| REQUIRED WORK |
(A) Decide whether each statement below agrees with the passage on comparative postcolonialisms, answering yes or no and quoting the deciding words of the passage: (i) Said listed one-party rule among the postcolonial pathologies; (ii) Marie Murray wrote that Independence heals the fractures left by colonialism; (iii) in the Maghreb, English carried a set of colonial values.
(B) Reproduce word for word everything in the passage on comparative postcolonialisms from "Irish psychologist Marie" down to "be dealt with.".

| TEXT PASSAGE |
————

Christine O'Dowd-Smyth  (Waterford Institute of Technology, Ireland)
Comparative postcolonialisms: A comparative literature study of postcolonial Irish literature, written in Engish, and North African francophone literature

The Republic of Ireland tends to perceive itself nowadays almost by definition as a postcolonial society, but is perhaps uncomfortable with any comparisons made between it and other countries that are in the process of emerging from the process of decolonisation, particularly if those countries, like Algeria and Morocco, are situated in the Third World.

However, Edward Said has pointed out that there are many echoes and parallels between the Irish, Algerian, Indian and Palestinian experiences of colonisation, in each case the aftermath of decolonisation has triggered similar postcolonial pathologies such as neo-colonial dependence on the former coloniser, one-party rule, religious extremism, the inferior status or silencing of women and internal strife, particularly in both Ireland and Algeria. Said recommended the application of postcolonial theory as an enabling tool in order to study the effects of colonisation on these countries.

Irish psychologist Marie Murray has recently written in The Irish Times that the 'fractures' wrought by colonialism on a society cannot be healed by Independence, colonisation takes its toll on a society; post-colonial freedom does not begin when the coloniser leaves – there is a post-colonial legacy to be dealt with.

Said concluded that what is necessary for the true emergence of a nation's postcolonial identity, is that its people admit to these problems and resist them. In both Ireland and the Maghreb, English and French respectively were the carriers of a set of colonial values. Now, both languages, paradoxically, have become the vehicle for writers to come to terms with their countries colonial legacy and to examine the process of decolonisation.

————

| EXTRACTED RECORDS |
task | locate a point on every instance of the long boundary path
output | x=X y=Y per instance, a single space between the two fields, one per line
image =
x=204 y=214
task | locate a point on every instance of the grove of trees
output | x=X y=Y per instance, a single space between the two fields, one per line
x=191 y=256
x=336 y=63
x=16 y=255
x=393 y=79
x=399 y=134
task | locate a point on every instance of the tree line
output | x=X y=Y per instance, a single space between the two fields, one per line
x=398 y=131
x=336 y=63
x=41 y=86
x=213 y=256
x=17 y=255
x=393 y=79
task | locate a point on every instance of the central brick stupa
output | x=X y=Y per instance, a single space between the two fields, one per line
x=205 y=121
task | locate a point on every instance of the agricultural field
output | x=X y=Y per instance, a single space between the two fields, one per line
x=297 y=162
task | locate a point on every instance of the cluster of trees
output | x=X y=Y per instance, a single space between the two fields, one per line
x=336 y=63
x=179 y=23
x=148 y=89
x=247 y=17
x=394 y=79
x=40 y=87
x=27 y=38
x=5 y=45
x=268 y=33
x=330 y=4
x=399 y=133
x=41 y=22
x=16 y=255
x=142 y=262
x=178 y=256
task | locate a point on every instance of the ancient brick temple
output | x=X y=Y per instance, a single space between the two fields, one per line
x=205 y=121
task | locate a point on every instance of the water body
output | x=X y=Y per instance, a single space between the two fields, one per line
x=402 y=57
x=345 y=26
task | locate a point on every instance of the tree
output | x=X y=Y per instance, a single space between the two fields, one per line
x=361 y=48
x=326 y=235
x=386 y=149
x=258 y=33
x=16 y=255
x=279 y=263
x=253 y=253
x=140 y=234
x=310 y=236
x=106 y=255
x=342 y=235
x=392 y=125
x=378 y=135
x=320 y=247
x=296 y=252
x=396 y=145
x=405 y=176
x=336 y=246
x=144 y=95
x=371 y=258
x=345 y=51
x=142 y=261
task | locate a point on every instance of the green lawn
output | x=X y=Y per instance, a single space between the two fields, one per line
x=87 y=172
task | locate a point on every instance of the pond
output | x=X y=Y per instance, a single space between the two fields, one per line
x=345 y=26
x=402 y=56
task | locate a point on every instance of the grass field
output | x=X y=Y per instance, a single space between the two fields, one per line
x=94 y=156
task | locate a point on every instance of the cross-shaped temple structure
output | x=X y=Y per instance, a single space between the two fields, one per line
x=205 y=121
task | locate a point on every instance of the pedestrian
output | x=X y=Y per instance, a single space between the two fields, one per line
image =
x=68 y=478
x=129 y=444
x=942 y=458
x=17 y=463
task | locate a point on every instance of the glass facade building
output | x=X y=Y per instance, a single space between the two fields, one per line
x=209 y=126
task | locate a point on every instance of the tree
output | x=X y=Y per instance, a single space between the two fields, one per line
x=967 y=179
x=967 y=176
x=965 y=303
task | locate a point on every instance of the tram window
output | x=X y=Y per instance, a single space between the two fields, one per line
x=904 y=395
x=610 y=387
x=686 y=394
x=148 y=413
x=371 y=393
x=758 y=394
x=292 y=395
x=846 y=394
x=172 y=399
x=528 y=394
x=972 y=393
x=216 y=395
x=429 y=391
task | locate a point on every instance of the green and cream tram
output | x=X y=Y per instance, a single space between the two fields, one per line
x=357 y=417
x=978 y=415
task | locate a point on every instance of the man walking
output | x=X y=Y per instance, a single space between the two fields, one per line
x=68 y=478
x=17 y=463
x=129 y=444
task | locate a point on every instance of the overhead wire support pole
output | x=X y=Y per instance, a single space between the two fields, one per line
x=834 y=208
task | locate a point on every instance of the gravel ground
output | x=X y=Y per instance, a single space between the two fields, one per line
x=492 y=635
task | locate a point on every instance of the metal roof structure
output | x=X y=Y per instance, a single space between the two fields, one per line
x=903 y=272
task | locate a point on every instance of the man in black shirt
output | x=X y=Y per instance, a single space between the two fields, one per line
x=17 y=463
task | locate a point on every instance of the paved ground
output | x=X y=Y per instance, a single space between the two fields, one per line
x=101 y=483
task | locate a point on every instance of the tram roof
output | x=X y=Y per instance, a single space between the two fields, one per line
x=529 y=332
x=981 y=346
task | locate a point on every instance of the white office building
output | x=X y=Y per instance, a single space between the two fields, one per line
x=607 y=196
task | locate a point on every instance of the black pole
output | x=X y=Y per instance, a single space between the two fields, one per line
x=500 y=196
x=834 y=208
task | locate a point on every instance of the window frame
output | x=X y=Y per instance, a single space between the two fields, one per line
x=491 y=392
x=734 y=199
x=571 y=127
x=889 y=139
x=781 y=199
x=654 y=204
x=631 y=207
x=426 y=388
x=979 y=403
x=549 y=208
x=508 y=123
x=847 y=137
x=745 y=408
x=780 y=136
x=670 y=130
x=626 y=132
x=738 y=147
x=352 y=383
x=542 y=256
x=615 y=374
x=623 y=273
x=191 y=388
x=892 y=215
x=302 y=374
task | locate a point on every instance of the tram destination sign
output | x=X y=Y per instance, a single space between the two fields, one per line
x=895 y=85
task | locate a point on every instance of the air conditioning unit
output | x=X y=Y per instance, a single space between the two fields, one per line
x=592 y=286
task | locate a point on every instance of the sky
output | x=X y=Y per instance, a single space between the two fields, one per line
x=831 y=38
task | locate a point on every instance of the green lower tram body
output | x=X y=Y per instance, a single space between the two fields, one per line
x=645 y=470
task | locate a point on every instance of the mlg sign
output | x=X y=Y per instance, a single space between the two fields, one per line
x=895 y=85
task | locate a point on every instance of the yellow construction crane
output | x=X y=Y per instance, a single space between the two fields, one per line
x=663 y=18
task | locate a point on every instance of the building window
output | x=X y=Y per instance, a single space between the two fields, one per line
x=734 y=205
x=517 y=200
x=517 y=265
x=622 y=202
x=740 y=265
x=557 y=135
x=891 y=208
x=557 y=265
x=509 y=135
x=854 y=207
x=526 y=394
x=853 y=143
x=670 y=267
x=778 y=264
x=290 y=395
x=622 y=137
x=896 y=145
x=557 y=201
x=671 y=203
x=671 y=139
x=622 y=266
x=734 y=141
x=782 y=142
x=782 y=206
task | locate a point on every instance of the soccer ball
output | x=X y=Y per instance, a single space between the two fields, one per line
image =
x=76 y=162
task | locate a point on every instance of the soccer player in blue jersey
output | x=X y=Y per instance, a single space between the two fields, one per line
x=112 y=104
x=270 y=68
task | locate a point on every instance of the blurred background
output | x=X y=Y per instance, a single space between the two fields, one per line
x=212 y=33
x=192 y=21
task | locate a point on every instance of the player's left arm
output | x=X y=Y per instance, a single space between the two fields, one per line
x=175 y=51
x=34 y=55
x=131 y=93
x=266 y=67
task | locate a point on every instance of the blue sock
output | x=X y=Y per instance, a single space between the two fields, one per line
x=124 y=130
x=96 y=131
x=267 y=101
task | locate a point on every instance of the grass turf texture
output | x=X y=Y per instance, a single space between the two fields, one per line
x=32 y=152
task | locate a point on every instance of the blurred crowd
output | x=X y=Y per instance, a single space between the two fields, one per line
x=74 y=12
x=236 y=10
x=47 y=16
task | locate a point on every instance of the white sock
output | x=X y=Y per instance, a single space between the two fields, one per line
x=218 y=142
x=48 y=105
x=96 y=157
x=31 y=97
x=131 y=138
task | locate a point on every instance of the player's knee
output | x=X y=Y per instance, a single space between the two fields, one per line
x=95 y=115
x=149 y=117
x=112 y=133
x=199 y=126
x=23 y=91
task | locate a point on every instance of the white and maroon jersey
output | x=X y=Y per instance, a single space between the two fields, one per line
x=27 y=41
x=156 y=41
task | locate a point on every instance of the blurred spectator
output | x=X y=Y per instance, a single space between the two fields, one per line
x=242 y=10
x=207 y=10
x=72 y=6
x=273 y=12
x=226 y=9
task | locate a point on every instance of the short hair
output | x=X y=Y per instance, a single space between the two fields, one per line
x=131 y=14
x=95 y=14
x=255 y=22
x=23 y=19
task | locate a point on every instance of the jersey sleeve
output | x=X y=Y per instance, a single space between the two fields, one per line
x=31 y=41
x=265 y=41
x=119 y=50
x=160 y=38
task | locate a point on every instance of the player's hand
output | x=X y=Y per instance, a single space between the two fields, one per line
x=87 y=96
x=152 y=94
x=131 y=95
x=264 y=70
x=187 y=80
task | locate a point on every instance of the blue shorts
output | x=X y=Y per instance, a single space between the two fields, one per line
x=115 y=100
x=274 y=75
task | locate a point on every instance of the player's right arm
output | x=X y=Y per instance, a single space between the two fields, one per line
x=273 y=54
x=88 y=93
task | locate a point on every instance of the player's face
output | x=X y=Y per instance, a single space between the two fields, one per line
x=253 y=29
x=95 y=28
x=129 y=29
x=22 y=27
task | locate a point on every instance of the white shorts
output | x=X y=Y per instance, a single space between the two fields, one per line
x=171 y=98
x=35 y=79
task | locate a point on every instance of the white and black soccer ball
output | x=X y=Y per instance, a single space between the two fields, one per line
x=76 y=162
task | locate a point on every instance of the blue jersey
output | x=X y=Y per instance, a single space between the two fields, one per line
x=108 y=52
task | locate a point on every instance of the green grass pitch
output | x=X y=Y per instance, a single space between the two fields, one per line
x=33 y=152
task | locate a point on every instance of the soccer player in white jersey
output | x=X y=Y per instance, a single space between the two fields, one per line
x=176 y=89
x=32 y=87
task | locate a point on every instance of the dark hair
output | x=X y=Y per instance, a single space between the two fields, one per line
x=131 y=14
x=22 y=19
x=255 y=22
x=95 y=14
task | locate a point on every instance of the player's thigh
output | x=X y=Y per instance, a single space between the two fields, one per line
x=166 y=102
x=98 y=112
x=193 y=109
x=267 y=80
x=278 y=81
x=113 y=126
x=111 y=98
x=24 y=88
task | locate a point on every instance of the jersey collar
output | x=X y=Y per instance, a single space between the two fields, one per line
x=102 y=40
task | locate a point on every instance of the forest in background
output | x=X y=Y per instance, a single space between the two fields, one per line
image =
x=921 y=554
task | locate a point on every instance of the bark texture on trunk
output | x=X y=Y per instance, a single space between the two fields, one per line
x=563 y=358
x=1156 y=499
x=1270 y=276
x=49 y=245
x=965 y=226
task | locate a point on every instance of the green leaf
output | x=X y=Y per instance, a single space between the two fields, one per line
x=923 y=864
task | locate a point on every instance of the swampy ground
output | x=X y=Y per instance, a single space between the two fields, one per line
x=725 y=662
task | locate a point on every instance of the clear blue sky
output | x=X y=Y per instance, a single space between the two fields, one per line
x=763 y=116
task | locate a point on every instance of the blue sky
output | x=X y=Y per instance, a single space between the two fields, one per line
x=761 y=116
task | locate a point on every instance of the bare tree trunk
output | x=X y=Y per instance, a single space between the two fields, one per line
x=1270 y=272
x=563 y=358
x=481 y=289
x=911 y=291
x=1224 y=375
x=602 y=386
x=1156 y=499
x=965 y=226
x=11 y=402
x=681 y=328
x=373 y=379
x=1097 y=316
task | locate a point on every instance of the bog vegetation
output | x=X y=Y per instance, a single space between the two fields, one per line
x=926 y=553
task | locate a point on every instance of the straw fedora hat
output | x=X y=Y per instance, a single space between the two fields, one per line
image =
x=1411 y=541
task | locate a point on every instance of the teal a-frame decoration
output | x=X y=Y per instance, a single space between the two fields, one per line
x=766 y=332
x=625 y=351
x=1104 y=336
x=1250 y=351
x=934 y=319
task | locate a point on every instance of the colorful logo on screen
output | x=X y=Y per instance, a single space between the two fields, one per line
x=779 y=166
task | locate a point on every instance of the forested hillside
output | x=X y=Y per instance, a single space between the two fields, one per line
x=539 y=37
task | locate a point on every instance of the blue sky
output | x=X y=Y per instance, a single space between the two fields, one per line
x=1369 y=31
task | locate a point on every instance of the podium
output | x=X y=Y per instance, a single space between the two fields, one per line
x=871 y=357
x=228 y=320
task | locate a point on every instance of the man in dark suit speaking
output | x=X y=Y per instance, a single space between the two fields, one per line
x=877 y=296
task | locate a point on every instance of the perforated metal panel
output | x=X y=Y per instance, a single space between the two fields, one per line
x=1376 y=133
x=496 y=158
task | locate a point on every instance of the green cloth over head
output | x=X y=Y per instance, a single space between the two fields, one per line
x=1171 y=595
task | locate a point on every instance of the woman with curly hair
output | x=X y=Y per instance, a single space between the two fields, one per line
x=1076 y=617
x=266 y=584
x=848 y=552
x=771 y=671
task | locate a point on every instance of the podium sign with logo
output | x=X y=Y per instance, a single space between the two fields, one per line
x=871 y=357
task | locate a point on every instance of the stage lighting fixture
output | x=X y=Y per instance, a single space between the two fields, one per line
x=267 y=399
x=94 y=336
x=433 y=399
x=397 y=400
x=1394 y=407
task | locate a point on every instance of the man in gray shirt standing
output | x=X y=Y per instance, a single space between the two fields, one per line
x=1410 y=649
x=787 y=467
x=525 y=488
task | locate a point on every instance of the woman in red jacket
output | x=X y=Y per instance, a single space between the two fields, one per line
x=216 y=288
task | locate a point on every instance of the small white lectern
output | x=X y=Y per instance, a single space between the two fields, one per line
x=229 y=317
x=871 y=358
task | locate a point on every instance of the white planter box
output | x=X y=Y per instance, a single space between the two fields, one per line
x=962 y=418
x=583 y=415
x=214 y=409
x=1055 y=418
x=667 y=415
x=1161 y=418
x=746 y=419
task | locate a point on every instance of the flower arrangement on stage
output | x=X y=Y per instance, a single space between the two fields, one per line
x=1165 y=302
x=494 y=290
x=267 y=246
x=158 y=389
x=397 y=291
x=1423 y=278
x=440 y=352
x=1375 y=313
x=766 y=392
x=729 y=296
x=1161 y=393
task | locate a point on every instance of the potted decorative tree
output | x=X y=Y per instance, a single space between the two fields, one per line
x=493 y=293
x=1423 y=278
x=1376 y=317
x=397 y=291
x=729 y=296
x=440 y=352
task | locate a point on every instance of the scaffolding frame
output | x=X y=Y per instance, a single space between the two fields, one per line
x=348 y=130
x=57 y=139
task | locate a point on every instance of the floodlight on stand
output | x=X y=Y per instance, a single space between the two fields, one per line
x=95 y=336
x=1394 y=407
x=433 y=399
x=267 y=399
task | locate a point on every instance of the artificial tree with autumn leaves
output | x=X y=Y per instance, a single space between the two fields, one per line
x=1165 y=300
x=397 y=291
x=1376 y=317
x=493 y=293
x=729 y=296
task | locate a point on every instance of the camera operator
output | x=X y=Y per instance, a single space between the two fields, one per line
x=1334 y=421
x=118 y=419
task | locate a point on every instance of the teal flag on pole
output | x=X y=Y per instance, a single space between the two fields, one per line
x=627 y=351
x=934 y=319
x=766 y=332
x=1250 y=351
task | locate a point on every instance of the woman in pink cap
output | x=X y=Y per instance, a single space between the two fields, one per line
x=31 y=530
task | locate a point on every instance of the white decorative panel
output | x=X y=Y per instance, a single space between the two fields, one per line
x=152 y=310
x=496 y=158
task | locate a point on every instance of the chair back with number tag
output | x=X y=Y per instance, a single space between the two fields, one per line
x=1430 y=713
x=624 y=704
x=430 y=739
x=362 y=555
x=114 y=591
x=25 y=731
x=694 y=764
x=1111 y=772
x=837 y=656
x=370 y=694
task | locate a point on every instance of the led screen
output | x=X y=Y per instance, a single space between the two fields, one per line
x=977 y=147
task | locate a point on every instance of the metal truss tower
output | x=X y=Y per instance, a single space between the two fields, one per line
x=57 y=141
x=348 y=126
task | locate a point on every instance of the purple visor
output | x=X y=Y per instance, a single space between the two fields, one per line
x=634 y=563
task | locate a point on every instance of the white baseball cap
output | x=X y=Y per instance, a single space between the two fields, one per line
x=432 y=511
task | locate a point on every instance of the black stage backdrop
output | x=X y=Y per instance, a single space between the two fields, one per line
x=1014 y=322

————

| OUTPUTS |
(A)
(i) Yes: "one-party rule"
(ii) No: "cannot be healed by Independence"
(iii) No: "In both Ireland and the Maghreb, English and French respectively were the carriers of a set of colonial values"

(B)
Irish psychologist Marie Murray has recently written in The Irish Times that the 'fractures' wrought by colonialism on a society cannot be healed by Independence, colonisation takes its toll on a society; post-colonial freedom does not begin when the coloniser leaves – there is a post-colonial legacy to be dealt with.